§ **Explore the material**
(1) In the article on Jeff Bagwell's shoulder, how many games did he miss in 2005 after shoulder surgery?
(2) Retype the stretch of the article on Jeff Bagwell's shoulder that begins at the words "Astros manager Phil" and stops after the words "to be productive.".

Passage provided Start Marker

Bagwell was told by his surgeon, Dr. James Andrews, that he has numerous degenerative bone spurs in his shoulder that need to be removed, his agent, Barry Axelrod, told ESPN.com. But doctors were concerned that removing them during his most recent shoulder surgery could cause problems that would slow or prevent his recovery.
Now, however, Bagwell has nothing to lose. So, "the next alternative, and the last resort, is to take the bone spurs out and see if it relieves the pain," Axelrod said.
Bagwell has dealt with the arthritic shoulder since 2001 and says the team never raised the issue until now. He batted no lower than .266 in the four years prior to 2005, when he missed 115 games following shoulder surgery. He has said he will likely need to have shoulder replacement surgery when his career is over.
"We talked two or three days ago, and he talked about how he was letting people down," Axelrod said. "I said, 'Who do you think you're letting down? Your wife? Your kids? Me? Your teammates?' I said, 'No one has tried harder to do what you can do under difficult circumstances. So no one is going to feel you've let them down.'
"But Jeff talked about how the other infielders, when they were warming up before innings, had all moved to the inside of the grass so he wouldn't have to throw the ball so far across the infield. And he said, 'That's not what I want.' We've said all along that all Jeff wanted was a chance to show what he could or couldn't do -- on the field. He didn't want doctors or insurance companies to say that. He wanted that chance. And at least the Astros gave him that chance."
Astros manager Phil Garner said he appreciated all Bagwell has done for the team.
"I can't imagine what the Houston Astros would have been the past 15 years without Jeff Bagwell on this ballclub," Garner said. "He made the Houston Astros what they are today."
|Ted Williams||Red Sox||521|
|Carl Yastrzemski||Red Sox||452|
Bagwell, a four-time All-Star, is the franchise leader in home runs (449), RBI (1,529) and runs (1,517). He returned late last season and could bat but couldn't throw. He went 1-for-8 with an RBI in the World Series.
He is the only first baseman with 400 home runs and 200 stolen bases in his career. Bagwell has been the Astros' first baseman on Opening Day the past 15 seasons.
Doctors hired by the Astros to examine Bagwell told the club that Bagwell's shoulder was still damaged and that the team could no longer expect him to be productive.
"I think this is just one of a whole bunch of sad days that have gone on since the World Series,"Axelrod told the Houston Chronicle in a phone interview from Arizona. "It's been just one of several sad days."
While Bagwell left open the possibility for a return, Garner's comments sounded like he doesn't expect him to play again.
"I've been an Astros player and now an Astros manager, and I celebrate Jeff's career," Garner said. "But I also celebrate the fact that he has his health, his family and he can enjoy what makes life really great."

Passage provided End Marker
Information Start Marker

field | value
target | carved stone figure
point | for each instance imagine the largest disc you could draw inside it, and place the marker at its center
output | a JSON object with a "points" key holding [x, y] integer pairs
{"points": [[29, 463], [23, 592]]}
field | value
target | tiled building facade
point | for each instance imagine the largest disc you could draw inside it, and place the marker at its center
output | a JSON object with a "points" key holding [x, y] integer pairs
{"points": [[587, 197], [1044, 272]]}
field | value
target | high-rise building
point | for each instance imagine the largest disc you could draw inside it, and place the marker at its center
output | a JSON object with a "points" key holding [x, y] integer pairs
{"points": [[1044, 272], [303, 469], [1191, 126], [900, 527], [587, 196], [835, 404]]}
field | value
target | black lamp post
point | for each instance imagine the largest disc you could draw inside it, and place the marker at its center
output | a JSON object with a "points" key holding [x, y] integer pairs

Information End Marker

§ **Solutions to the problems**
(1) 115 games

(2)
Astros manager Phil Garner said he appreciated all Bagwell has done for the team.
"I can't imagine what the Houston Astros would have been the past 15 years without Jeff Bagwell on this ballclub," Garner said. "He made the Houston Astros what they are today."
|Ted Williams||Red Sox||521|
|Carl Yastrzemski||Red Sox||452|
Bagwell, a four-time All-Star, is the franchise leader in home runs (449), RBI (1,529) and runs (1,517). He returned late last season and could bat but couldn't throw. He went 1-for-8 with an RBI in the World Series.
He is the only first baseman with 400 home runs and 200 stolen bases in his career. Bagwell has been the Astros' first baseman on Opening Day the past 15 seasons.
Doctors hired by the Astros to examine Bagwell told the club that Bagwell's shoulder was still damaged and that the team could no longer expect him to be productive.